Please write out every line of the listing below, changing nothing.

(Source data)
=-=-=-=-=

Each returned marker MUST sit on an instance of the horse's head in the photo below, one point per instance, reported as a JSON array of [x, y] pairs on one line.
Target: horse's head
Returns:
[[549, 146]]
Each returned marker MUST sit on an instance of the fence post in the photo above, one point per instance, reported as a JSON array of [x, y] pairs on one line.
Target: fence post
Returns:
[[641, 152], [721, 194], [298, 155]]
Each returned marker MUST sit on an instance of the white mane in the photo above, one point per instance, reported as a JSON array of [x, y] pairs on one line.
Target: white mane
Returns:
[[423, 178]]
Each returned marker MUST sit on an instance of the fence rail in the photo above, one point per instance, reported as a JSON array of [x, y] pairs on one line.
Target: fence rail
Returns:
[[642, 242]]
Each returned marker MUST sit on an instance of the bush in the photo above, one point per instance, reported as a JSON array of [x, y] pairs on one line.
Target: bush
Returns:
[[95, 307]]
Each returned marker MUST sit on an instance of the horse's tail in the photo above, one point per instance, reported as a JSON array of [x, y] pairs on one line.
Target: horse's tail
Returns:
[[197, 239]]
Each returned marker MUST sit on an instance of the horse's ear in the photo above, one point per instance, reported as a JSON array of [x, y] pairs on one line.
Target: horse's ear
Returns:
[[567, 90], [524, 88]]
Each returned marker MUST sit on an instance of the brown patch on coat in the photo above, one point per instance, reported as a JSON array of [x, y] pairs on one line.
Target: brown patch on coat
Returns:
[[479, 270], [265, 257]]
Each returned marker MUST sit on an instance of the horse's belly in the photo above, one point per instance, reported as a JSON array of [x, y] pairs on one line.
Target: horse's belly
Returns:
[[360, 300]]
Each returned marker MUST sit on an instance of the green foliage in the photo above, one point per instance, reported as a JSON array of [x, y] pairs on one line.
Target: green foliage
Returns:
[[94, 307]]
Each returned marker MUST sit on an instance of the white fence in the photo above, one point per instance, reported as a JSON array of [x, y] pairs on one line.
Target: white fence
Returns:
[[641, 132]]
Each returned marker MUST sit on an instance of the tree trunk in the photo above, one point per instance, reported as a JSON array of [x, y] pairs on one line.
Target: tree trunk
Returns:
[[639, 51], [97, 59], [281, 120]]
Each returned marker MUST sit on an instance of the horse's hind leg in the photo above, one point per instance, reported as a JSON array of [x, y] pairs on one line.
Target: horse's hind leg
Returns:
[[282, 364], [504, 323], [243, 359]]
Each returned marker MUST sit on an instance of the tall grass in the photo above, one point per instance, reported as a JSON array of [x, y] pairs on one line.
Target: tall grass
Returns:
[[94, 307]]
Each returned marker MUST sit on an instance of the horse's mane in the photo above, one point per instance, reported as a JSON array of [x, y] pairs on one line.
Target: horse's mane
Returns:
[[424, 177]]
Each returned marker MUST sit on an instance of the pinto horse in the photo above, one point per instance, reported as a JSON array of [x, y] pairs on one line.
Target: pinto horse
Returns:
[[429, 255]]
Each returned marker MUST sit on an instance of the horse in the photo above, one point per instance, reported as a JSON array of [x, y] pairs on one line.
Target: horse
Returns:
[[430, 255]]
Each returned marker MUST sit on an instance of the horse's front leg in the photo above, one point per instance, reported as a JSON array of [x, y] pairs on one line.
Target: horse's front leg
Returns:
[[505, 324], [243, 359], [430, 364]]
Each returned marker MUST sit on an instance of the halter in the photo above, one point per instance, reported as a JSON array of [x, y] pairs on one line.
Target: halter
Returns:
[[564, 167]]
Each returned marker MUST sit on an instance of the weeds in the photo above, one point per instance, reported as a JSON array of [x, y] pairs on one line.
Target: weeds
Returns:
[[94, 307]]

=-=-=-=-=

# Response
Each returned marker MUST sit on an instance of the horse's head in the photo below, one point per instance, reported as a JSON array of [x, y] pairs on one line.
Target: horse's head
Returns:
[[549, 146]]
Each returned marker MUST sit on an instance of the fence post in the photo above, one point per instance, reported as a JSON array of [x, y] pairs on one line.
Target: fence post
Returns:
[[641, 152], [721, 194], [298, 155]]
Each returned marker MUST sit on an instance of the white mane in the photo above, one point per instance, reported as a JSON array of [x, y] pairs on one line.
Target: white mane
Returns:
[[423, 178]]
Each returned marker MUST sit on an instance of the fence rail in the photo above, one point per instance, reported as a JSON array of [x, y] pairs on one line.
Target: fence rail
Returns:
[[642, 242]]
Each returned marker MUST sit on an instance of the bush in the photo above, one point per instance, reported as a JSON array of [x, y] pairs on one line.
Target: bush
Returns:
[[95, 307]]
Each returned marker MUST sit on an instance of the horse's tail in the photo above, one point per instance, reported as a JSON array of [x, y] pairs on one line.
Target: horse's tail
Returns:
[[197, 239]]
Each returned marker MUST sit on an instance of the horse's ear in the photo above, one point per instance, reported as a JSON array of [x, y] pairs on one line.
Target: horse's ear
Returns:
[[567, 90], [524, 88]]
Each returned marker MUST sit on an instance of the brown patch on coat in the photo above, one point per instance, reported as a JSON array of [x, y] pairs on one line.
Target: brown patch on coat
Returns:
[[479, 270], [265, 257]]
Each returned marker MUST sit on an instance of the horse's belly in the photo above, one point per instance, reported as a JSON array of [x, y] pairs on one line.
Target: horse's belly
Returns:
[[360, 300]]
Each returned marker MUST sit on an instance of the green foliage in the photo above, one point per instance, reported as a JSON array of [x, y] pairs on one line.
Target: green foliage
Returns:
[[94, 307]]
Each returned marker MUST sit on an instance of the white fence in the photo above, one point per instance, reported as a JSON array of [x, y] pairs on one line.
Target: white fence
Returns:
[[641, 132]]
Each returned marker MUST sit on an instance of the tree trunk in the photo above, one point per instance, reported as a JSON array of [x, y] pairs on one line.
Target: tree trunk
Returns:
[[639, 51], [97, 59], [281, 120]]
Each returned marker MUST sit on an instance of the horse's hind leg in the photo above, one point per instance, reported as a JSON array of [x, y] pairs on one line.
Target: horse's hind leg
Returns:
[[282, 364], [504, 323], [243, 359]]
Each returned marker MUST sit on an instance of the tall grass in the photo above, one point per instance, reported as a JSON array of [x, y] pairs on one line.
Target: tall grass
Returns:
[[94, 307]]
Each returned marker MUST sit on an instance of the horse's mane in the photo above, one point per instance, reported as a JSON array of [x, y] pairs on one line.
Target: horse's mane
Returns:
[[424, 177]]
Each returned marker MUST sit on an instance of the pinto horse in the photo above, one point per instance, reported as a JSON array of [x, y] pairs on one line.
Target: pinto horse
Returns:
[[429, 255]]
Each returned marker MUST sit on an instance of the horse in the photo above, one point per instance, reported as a JSON array of [x, y] pairs on one line.
Target: horse
Returns:
[[430, 255]]
Each returned marker MUST sit on an instance of the horse's front leg in the photo above, one point per instance, reported as a JSON array of [x, y] pairs on one line.
Target: horse's front leg
Returns:
[[505, 324], [243, 359], [430, 364]]
Each returned marker MUST sit on an instance of the halter in the photo above, one point per instance, reported as a JSON array of [x, y] pairs on one line.
Target: halter
Returns:
[[564, 167]]
Each returned marker MUST sit on an instance of the weeds in the photo above, one point per instance, reported as a JSON array of [x, y] pairs on one line.
Target: weeds
Returns:
[[94, 307]]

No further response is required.